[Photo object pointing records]
=====

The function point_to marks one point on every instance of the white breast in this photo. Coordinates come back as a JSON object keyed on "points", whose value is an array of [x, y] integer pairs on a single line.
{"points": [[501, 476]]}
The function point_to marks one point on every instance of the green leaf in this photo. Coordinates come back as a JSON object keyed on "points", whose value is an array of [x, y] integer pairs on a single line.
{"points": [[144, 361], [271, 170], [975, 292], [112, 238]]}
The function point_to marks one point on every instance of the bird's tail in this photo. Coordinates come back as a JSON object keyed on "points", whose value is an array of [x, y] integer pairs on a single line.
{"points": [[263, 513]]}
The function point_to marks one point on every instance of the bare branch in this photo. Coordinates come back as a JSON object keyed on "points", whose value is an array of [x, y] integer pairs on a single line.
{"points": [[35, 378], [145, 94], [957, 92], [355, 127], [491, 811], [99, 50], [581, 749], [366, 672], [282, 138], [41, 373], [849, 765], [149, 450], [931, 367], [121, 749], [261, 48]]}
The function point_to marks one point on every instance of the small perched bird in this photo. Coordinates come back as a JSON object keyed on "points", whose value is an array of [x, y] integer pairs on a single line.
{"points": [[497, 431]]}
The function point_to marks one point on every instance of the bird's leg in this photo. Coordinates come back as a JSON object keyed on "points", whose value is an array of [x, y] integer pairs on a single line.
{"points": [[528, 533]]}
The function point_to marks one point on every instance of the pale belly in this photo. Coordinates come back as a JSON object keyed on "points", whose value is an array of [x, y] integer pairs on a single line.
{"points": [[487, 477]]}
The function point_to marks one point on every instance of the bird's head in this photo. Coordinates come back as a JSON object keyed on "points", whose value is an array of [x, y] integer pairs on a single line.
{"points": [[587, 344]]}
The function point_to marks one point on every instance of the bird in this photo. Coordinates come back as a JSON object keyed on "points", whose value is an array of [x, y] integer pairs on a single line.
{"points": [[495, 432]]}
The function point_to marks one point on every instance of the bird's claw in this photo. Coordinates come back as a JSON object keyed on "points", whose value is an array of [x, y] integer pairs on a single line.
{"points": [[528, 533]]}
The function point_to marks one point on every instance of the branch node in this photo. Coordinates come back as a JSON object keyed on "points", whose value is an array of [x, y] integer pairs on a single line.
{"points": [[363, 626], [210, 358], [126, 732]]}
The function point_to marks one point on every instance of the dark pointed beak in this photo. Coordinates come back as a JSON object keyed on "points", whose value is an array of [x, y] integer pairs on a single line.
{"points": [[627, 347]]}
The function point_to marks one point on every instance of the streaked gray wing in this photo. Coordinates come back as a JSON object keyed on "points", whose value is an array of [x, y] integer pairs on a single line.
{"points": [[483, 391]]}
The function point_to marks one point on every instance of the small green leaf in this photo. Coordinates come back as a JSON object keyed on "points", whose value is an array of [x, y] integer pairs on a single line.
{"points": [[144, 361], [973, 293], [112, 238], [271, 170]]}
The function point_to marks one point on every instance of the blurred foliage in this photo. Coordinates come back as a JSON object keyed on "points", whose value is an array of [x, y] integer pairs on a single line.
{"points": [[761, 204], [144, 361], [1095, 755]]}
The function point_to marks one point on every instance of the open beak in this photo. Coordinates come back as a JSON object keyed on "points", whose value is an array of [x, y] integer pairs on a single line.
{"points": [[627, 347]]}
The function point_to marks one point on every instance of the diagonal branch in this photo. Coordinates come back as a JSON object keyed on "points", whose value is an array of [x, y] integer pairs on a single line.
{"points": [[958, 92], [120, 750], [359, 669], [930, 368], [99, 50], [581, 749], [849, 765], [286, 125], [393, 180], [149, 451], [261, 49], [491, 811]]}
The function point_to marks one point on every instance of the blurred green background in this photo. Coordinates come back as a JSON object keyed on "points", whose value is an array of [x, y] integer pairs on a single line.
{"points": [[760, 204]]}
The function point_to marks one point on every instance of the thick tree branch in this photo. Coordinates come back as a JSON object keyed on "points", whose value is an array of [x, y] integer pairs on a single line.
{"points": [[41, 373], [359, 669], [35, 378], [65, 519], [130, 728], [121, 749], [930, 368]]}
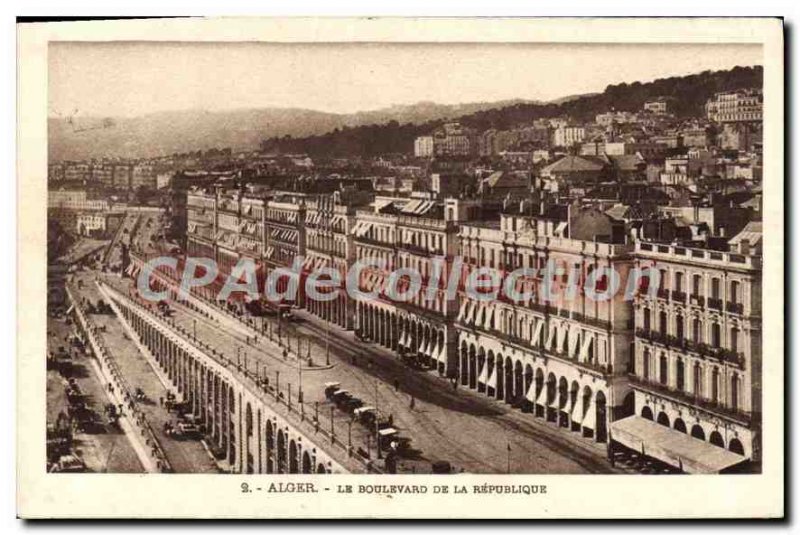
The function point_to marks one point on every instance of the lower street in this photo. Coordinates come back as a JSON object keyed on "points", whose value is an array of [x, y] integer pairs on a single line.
{"points": [[473, 433]]}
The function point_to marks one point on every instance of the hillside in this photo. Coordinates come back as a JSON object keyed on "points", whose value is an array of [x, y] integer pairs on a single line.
{"points": [[689, 92], [190, 130]]}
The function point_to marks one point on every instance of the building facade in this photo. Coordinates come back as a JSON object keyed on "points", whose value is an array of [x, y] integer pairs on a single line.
{"points": [[697, 363]]}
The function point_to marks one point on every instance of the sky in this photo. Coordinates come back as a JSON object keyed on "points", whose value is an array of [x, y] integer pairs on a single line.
{"points": [[124, 79]]}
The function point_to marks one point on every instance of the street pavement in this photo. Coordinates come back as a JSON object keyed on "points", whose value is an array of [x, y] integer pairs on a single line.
{"points": [[106, 449], [470, 431], [185, 455]]}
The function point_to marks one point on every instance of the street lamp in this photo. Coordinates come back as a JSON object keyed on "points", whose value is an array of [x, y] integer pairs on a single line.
{"points": [[327, 344], [377, 420]]}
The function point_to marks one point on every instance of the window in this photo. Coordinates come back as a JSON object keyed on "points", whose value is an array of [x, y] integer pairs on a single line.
{"points": [[715, 385], [662, 370], [733, 297], [715, 335], [734, 345], [698, 380], [735, 392], [697, 281]]}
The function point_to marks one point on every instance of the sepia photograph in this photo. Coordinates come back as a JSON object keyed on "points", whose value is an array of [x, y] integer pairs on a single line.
{"points": [[293, 258]]}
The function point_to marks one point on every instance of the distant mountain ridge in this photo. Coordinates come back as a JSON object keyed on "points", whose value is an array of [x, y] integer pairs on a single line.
{"points": [[169, 132], [688, 97], [367, 133]]}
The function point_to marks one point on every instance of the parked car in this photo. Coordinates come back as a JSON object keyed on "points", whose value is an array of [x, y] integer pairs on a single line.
{"points": [[68, 463]]}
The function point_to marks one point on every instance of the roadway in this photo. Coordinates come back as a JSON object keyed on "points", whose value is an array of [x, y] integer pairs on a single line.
{"points": [[470, 431]]}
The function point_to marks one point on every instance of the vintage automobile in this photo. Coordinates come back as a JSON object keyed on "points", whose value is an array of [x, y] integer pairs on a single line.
{"points": [[340, 397], [330, 388], [386, 436], [187, 430], [352, 404], [365, 415], [68, 463]]}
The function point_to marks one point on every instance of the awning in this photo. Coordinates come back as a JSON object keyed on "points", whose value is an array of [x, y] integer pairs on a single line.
{"points": [[489, 318], [411, 206], [438, 353], [677, 449], [541, 399], [469, 313], [573, 346], [429, 349], [462, 309], [553, 402], [364, 229]]}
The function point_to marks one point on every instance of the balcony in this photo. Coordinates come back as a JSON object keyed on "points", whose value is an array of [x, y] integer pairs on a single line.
{"points": [[697, 300], [372, 241], [720, 354], [714, 407], [416, 249], [736, 308], [679, 296]]}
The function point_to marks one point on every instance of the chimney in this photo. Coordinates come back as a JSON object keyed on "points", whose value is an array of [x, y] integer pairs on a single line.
{"points": [[744, 247]]}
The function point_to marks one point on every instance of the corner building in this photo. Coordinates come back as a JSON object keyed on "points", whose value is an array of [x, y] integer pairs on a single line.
{"points": [[565, 360]]}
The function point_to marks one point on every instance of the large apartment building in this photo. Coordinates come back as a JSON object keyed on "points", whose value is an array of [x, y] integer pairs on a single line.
{"points": [[328, 228], [563, 356], [744, 105], [697, 361]]}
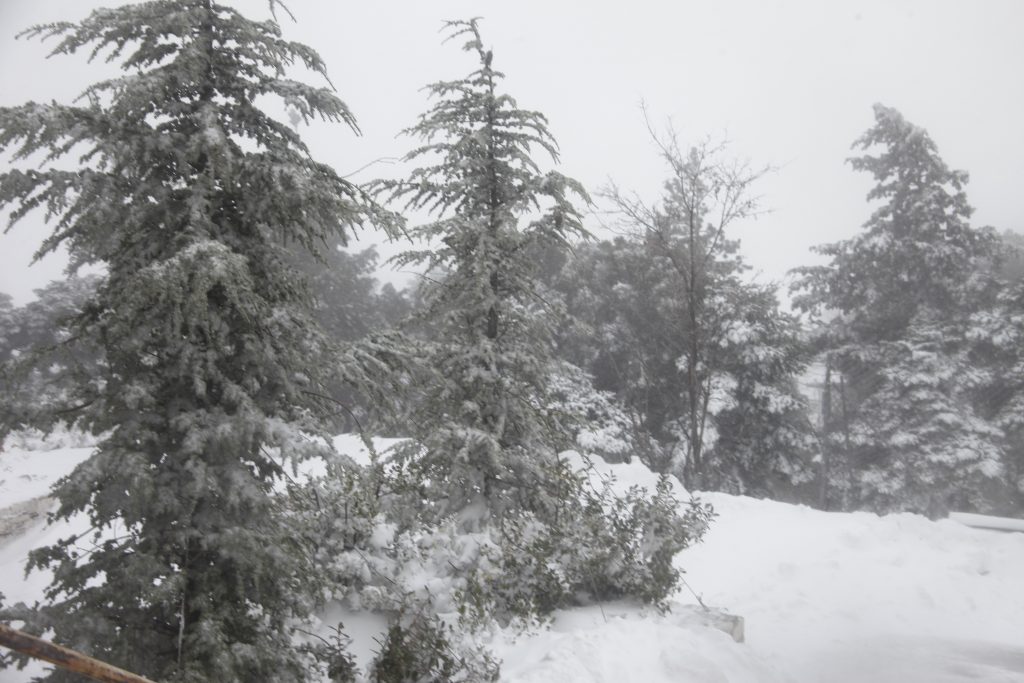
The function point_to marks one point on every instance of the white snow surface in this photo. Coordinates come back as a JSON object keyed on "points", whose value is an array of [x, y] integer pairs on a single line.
{"points": [[826, 597]]}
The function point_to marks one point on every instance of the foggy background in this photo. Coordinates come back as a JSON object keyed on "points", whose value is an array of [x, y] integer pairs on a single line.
{"points": [[787, 84]]}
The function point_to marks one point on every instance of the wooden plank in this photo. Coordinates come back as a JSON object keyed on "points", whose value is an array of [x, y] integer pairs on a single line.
{"points": [[987, 521], [65, 657]]}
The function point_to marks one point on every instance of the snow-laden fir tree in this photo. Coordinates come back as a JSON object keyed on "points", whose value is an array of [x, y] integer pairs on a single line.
{"points": [[488, 442], [903, 431], [483, 467], [704, 359], [188, 195]]}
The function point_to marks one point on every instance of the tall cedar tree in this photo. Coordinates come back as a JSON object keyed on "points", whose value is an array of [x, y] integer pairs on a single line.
{"points": [[488, 442], [188, 194], [709, 353], [903, 431]]}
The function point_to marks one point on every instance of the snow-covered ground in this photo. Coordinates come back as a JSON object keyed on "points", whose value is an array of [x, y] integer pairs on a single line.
{"points": [[826, 597]]}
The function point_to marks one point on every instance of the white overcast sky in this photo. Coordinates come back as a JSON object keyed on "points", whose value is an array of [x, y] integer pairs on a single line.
{"points": [[790, 84]]}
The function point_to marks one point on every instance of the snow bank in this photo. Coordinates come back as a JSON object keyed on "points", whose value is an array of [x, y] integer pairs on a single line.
{"points": [[836, 597], [826, 597]]}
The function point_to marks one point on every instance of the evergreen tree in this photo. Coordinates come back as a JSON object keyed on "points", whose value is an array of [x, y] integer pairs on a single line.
{"points": [[188, 194], [707, 361], [486, 436], [526, 532], [908, 434], [40, 360]]}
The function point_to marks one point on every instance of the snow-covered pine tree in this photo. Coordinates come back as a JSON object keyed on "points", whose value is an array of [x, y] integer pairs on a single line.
{"points": [[483, 468], [188, 194], [488, 443], [705, 359], [904, 430]]}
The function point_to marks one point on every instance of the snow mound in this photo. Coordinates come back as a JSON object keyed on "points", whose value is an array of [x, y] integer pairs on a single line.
{"points": [[825, 597], [624, 644]]}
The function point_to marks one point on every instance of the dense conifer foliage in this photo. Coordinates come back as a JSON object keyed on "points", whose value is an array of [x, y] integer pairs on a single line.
{"points": [[903, 430], [189, 196]]}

=====

**WRITTEN TASK**.
Write the lines out verbatim, from the one with "the snow mound" through the last line of the entries, and stop there.

**TASK SOLUTION**.
The function point_to marks one point on every instance of the snow mound in this photo. Coordinates come back as a JSON object keyed on "points", whose value is an array of [x, y] integer pairs on a single line.
{"points": [[825, 597], [624, 644]]}
The function point_to marks one point on every instance of the dense conifer foliage in this photo. Coordinates come back as a JSON object keyed on "points", whose value is an array of [x, y] integer pairs on a single line.
{"points": [[903, 430], [189, 196]]}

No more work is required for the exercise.